Set problem -
Extract, verbatim, all lines starting at the one containing "the calm river" and ending with the final line of the listing, and no others.

Dataset rows -
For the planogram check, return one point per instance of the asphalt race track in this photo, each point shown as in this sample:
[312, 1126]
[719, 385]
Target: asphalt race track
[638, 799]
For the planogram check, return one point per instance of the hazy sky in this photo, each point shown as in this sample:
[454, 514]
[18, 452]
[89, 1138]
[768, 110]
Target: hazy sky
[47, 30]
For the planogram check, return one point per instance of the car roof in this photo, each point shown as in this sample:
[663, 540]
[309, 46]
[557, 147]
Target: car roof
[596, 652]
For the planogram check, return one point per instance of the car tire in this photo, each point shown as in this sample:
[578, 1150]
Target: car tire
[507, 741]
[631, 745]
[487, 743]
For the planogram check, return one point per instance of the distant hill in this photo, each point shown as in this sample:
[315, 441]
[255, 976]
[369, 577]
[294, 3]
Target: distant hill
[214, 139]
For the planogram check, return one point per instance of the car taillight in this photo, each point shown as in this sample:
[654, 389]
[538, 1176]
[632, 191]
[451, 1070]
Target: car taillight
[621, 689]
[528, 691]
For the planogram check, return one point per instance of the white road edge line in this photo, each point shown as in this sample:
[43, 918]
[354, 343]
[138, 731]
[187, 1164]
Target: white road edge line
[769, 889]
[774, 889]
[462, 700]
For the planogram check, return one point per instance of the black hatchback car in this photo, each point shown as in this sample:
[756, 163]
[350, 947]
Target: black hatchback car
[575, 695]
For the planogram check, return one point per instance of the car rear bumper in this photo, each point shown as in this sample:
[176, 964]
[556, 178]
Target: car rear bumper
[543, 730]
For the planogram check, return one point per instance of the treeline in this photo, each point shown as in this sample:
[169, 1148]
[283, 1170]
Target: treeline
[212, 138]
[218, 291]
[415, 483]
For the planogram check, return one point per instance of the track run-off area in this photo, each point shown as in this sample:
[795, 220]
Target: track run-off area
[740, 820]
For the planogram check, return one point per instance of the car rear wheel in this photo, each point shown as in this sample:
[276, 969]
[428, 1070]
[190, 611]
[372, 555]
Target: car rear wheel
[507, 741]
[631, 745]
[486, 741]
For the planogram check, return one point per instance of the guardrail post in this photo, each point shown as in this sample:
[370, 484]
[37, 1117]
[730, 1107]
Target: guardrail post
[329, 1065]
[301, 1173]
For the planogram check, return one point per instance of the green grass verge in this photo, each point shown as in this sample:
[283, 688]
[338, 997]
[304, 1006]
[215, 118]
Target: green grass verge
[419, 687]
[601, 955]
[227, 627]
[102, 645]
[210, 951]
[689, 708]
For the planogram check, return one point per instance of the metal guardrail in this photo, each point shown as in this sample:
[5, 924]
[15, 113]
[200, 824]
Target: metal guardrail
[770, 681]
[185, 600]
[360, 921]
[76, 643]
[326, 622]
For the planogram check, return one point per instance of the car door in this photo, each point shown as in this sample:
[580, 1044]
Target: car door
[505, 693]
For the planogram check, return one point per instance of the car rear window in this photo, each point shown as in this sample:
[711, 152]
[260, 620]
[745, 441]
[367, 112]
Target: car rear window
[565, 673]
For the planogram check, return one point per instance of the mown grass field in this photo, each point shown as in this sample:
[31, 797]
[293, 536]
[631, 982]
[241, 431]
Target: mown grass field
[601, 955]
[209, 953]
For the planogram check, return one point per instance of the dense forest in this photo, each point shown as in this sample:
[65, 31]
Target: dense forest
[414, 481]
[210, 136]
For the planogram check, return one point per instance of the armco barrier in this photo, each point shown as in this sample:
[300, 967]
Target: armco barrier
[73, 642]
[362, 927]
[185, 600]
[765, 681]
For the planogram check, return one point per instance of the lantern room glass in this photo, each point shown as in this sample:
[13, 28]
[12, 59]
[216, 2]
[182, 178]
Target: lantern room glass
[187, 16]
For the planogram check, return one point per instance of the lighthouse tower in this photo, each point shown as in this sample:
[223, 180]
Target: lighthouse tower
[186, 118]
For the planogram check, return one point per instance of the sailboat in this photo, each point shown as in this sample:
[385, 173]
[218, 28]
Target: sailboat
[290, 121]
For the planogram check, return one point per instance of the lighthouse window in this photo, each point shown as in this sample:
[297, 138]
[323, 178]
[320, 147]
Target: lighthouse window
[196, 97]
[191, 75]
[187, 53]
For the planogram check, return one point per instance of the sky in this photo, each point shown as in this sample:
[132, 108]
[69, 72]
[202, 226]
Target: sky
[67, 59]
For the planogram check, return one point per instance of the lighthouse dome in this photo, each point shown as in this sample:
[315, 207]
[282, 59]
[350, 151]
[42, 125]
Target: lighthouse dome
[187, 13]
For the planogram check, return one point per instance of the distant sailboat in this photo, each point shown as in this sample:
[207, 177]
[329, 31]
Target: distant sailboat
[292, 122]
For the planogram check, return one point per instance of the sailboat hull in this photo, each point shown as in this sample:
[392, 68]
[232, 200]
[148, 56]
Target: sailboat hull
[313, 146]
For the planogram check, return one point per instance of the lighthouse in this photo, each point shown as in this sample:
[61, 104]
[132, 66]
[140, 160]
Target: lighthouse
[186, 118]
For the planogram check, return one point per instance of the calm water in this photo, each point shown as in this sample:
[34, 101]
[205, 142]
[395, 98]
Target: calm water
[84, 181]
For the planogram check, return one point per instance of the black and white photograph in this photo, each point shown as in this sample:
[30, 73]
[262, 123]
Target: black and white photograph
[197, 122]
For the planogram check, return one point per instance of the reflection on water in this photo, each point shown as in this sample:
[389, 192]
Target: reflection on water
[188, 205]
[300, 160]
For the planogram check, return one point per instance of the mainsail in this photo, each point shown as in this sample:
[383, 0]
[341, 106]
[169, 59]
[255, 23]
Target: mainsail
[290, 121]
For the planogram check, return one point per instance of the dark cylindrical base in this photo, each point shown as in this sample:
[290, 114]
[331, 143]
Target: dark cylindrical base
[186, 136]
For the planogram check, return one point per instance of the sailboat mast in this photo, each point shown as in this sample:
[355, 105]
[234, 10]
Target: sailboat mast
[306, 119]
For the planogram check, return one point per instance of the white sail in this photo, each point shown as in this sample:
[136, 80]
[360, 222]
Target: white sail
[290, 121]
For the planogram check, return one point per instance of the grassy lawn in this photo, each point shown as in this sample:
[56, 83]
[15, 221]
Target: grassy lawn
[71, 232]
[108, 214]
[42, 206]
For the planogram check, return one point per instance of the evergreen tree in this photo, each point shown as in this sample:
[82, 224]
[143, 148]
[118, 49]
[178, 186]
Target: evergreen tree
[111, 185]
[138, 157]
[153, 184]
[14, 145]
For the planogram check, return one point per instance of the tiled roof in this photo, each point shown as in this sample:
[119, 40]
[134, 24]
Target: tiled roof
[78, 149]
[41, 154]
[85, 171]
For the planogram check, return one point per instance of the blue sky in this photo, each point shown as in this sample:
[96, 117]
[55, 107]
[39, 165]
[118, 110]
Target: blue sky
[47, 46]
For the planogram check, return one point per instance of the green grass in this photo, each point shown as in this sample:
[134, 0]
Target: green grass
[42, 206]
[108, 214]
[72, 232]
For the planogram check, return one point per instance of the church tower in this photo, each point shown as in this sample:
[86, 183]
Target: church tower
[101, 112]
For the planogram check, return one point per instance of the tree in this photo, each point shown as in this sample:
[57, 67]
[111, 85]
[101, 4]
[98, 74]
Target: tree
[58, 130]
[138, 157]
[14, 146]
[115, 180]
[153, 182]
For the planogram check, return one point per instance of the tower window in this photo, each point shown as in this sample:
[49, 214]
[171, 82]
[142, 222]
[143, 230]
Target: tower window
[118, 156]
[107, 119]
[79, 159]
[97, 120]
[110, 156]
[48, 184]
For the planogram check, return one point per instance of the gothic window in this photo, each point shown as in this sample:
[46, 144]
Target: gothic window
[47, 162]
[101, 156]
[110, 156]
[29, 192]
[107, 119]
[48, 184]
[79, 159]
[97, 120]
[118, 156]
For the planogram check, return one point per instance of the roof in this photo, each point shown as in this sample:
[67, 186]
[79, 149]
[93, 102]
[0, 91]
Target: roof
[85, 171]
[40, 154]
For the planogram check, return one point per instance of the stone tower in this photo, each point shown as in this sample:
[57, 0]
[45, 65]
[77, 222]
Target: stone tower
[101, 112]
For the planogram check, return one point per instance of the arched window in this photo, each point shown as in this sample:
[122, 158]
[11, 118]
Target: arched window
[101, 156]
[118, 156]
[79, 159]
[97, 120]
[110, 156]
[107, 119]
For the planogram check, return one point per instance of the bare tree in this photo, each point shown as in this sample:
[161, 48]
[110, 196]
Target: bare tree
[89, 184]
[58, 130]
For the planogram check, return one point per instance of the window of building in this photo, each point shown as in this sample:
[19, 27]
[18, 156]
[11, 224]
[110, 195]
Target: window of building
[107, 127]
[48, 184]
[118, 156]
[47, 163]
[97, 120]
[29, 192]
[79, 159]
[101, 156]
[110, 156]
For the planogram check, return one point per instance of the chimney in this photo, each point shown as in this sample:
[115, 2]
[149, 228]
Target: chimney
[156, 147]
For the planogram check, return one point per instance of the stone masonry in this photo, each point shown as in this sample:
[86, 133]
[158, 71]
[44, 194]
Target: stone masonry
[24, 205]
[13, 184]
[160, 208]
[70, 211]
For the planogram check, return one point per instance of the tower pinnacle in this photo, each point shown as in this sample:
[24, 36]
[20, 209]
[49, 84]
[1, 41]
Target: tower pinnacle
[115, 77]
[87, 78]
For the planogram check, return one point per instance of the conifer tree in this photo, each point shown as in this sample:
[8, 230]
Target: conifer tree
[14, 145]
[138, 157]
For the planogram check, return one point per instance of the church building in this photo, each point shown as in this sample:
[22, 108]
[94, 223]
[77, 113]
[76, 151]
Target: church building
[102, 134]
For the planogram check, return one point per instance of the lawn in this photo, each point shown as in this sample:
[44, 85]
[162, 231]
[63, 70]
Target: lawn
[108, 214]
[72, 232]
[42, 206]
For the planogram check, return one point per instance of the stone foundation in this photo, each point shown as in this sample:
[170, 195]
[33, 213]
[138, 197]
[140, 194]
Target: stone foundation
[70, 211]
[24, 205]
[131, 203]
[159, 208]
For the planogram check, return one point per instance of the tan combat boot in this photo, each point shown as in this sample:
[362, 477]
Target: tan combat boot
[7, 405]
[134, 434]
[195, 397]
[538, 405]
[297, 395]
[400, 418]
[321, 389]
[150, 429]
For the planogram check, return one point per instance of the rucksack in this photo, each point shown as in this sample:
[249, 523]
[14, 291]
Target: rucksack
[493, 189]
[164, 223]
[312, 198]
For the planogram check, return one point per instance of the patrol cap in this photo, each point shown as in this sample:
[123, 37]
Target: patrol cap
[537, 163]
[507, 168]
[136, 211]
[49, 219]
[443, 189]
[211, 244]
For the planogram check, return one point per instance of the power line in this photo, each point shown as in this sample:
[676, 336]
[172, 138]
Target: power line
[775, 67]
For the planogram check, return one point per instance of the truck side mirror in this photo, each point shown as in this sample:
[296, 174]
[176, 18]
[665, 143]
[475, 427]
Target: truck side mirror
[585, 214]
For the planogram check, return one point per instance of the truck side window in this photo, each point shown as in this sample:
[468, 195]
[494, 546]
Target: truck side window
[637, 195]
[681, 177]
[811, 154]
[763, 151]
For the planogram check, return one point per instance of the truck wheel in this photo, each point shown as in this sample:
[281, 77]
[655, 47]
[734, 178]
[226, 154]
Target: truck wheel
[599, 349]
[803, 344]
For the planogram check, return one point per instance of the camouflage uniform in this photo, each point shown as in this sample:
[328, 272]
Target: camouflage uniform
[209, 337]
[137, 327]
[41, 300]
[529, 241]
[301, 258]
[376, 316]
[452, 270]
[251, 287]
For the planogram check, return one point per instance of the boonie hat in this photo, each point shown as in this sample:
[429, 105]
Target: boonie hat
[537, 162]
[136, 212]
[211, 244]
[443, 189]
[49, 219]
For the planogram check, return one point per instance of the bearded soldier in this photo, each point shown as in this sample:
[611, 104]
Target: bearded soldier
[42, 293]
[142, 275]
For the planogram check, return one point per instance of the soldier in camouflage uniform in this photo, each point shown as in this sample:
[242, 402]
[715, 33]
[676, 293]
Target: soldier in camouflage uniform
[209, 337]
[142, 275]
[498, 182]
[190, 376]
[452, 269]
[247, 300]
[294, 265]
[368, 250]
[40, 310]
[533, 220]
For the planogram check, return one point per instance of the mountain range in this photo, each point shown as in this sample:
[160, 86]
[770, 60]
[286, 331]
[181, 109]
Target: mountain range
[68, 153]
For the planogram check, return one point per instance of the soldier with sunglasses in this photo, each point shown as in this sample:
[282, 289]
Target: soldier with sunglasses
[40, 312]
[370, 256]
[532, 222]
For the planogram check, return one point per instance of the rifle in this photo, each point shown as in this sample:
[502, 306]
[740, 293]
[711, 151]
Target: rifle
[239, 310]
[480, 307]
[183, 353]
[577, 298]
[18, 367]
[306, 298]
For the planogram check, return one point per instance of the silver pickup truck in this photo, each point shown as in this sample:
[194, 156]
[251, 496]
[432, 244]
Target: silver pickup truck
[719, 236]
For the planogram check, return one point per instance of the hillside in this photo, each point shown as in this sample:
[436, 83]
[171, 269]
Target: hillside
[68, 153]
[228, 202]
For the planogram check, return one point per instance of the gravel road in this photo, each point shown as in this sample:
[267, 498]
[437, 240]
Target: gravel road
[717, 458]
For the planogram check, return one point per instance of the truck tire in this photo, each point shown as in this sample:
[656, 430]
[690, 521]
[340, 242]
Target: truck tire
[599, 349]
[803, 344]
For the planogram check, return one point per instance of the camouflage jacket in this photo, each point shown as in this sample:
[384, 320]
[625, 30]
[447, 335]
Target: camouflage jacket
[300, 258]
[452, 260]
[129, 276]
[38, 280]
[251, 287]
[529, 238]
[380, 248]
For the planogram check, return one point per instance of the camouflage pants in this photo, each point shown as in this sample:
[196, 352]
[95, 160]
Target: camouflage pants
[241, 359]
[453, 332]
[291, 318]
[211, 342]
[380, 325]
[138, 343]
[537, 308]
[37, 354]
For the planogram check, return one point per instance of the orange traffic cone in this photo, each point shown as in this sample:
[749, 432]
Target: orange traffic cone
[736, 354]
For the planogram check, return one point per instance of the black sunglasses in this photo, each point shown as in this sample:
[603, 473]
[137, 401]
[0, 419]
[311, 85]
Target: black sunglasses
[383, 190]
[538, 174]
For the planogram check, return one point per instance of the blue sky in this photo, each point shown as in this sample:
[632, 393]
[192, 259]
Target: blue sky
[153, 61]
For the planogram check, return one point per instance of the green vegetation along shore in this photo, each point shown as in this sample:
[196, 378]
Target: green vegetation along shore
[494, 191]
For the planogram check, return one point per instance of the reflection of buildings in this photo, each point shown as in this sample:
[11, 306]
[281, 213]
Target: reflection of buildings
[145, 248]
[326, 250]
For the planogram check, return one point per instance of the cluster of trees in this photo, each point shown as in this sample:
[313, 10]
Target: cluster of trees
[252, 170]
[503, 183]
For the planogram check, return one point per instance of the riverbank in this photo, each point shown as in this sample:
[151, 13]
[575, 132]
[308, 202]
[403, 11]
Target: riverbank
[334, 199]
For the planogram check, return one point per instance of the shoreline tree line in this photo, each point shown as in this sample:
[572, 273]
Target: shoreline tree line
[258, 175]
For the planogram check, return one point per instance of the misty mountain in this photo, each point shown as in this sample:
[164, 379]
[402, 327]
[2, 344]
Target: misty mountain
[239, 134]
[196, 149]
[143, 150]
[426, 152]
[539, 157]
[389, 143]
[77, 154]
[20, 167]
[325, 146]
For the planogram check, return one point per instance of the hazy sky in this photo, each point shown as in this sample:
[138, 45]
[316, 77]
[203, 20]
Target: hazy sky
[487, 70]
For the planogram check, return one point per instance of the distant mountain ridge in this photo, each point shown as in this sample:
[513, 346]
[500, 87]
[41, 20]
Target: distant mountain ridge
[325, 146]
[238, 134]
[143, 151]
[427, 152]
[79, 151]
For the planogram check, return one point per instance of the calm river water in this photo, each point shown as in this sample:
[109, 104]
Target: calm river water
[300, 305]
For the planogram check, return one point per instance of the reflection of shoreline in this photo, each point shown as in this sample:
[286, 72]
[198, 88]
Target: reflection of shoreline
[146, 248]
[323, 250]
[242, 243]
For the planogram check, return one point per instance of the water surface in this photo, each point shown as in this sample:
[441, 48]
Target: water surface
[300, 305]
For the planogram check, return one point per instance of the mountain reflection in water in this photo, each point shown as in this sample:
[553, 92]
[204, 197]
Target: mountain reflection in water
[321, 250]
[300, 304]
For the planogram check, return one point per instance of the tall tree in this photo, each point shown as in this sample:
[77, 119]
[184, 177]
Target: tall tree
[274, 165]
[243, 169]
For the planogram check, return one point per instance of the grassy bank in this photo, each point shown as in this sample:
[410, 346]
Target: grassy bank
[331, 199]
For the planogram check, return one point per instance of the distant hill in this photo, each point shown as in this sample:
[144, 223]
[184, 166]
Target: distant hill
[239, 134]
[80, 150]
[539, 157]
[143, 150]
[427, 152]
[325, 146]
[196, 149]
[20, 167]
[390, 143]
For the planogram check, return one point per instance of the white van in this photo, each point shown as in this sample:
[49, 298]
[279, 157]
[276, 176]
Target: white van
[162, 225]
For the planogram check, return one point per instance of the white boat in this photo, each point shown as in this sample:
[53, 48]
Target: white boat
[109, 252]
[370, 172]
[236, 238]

Result for this exercise -
For the planogram check, return one point per instance of the calm river water in this photo, each point shown as in this sample:
[109, 104]
Target: calm river water
[300, 305]
For the planogram check, return one point per instance of the reflection of shoreline in this photo, each point shown as in this sample:
[286, 72]
[198, 88]
Target: reflection of shoreline
[146, 248]
[323, 250]
[242, 243]
For the planogram check, return one point per instance of the water surface in this photo, each point shown as in this sample:
[441, 48]
Target: water surface
[300, 305]
For the planogram check, return one point per instance of the mountain reflection in water in this photo, each point shown as in this sample:
[553, 92]
[204, 197]
Target: mountain reflection in water
[321, 250]
[300, 304]
For the planogram check, return one point per instance of the tall tree in this photo, each point shown as in this sample:
[77, 119]
[184, 177]
Target: tall tree
[274, 165]
[243, 169]
For the planogram check, return one point per instance of the grassy bank in this photo, each point shown as in this sample:
[410, 346]
Target: grassy bank
[331, 199]
For the planogram check, return one point per instance of the distant hill in this photo, each point shown as in this sample:
[144, 223]
[184, 166]
Target: distant hill
[239, 134]
[80, 150]
[539, 157]
[143, 150]
[427, 152]
[325, 146]
[196, 149]
[20, 167]
[390, 143]
For the planogram check, return one point per instance of the white van in this photo, each point shown as in this sample:
[49, 298]
[279, 157]
[276, 176]
Target: white van
[162, 225]
For the planogram check, return one point per instance of the white boat in this photo, each point shown as in this sample:
[53, 48]
Target: white boat
[109, 252]
[370, 172]
[236, 238]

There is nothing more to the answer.